=== Text passage ===
--- start ---
2015-12-02 Thread Christoffer Dall
On Fri, Nov 27, 2015 at 06:50:15PM +, Marc Zyngier wrote:
> As we've now switched to the new world switch implementation,
> remove the weak attributes, as nobody is supposed to override
> it anymore.

Why not remove the aliases and change the callers?

-Christoffer

> 
> Signed-off-by: Marc Zyngier 
> ---
>  arch/arm64/kvm/hyp/debug-sr.c   |  5 ++---
>  arch/arm64/kvm/hyp/hyp-entry.S  |  3 ---
>  arch/arm64/kvm/hyp/switch.c |  5 ++---
>  arch/arm64/kvm/hyp/tlb.c| 16 +++-
>  arch/arm64/kvm/hyp/vgic-v3-sr.c |  5 ++---
>  5 files changed, 13 insertions(+), 21 deletions(-)
> 
> diff --git a/arch/arm64/kvm/hyp/debug-sr.c b/arch/arm64/kvm/hyp/debug-sr.c
> index 774a3f69..747546b 100644
> --- a/arch/arm64/kvm/hyp/debug-sr.c
> +++ b/arch/arm64/kvm/hyp/debug-sr.c
> @@ -125,10 +125,9 @@ void __hyp_text __debug_cond_restore_host_state(struct 
> kvm_vcpu *vcpu)
>   }
>  }
>  
> -u32 __hyp_text __debug_read_mdcr_el2(void)
> +static u32 __hyp_text __debug_read_mdcr_el2(void)
>  {
>   return read_sysreg(mdcr_el2);
>  }
>  
> -__alias(__debug_read_mdcr_el2)
--- end ---
=== Given records ===
--- start ---
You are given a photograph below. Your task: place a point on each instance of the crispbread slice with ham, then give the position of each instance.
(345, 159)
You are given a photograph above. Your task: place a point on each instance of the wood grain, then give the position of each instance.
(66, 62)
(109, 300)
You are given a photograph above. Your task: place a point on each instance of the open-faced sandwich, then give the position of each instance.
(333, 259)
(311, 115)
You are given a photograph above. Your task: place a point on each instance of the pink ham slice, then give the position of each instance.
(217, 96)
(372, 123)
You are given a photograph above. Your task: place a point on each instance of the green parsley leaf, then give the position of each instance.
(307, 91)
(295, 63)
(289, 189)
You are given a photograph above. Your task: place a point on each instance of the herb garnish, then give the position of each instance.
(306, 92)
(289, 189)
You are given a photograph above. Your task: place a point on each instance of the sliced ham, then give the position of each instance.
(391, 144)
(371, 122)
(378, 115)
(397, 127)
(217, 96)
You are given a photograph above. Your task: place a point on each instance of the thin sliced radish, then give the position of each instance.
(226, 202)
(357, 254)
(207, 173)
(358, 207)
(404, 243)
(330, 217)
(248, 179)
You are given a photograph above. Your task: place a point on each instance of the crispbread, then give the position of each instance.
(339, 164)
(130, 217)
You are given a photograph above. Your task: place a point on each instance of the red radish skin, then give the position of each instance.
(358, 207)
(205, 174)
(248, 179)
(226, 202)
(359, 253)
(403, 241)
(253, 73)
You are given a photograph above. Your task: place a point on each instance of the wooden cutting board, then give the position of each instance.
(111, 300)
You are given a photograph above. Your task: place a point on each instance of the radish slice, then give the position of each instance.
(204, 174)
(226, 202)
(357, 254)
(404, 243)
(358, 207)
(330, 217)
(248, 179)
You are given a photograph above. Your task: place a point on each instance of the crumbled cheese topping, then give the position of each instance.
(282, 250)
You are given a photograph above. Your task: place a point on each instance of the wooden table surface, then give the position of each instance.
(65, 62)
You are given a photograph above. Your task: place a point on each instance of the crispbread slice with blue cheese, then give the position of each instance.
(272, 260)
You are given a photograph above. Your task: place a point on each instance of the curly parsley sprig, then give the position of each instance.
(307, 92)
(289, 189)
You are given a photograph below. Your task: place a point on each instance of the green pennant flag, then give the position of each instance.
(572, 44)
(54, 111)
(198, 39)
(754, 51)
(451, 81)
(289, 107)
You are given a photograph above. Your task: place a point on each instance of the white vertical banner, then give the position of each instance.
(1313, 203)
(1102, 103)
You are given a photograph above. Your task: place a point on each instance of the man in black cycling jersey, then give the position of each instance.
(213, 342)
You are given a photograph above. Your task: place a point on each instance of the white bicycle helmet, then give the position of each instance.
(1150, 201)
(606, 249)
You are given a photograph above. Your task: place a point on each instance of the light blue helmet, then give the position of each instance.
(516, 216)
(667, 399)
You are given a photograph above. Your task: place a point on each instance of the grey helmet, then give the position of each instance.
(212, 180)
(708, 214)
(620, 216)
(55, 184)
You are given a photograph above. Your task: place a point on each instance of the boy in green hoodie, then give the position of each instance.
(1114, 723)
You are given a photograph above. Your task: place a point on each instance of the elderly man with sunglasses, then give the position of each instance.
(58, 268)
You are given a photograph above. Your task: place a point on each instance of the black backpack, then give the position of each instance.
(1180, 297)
--- end ---
=== Parts of the exercise ===
1. From the thread's diffstat, list every file path the patch modifies.
2. What reason does the thread give for removing the weak attributes?

=== Responses to the tasks ===
1.
arch/arm64/kvm/hyp/debug-sr.c
arch/arm64/kvm/hyp/hyp-entry.S
arch/arm64/kvm/hyp/switch.c
arch/arm64/kvm/hyp/tlb.c
arch/arm64/kvm/hyp/vgic-v3-sr.c

2. The new world switch implementation is now in use, so nobody is supposed to override it anymore.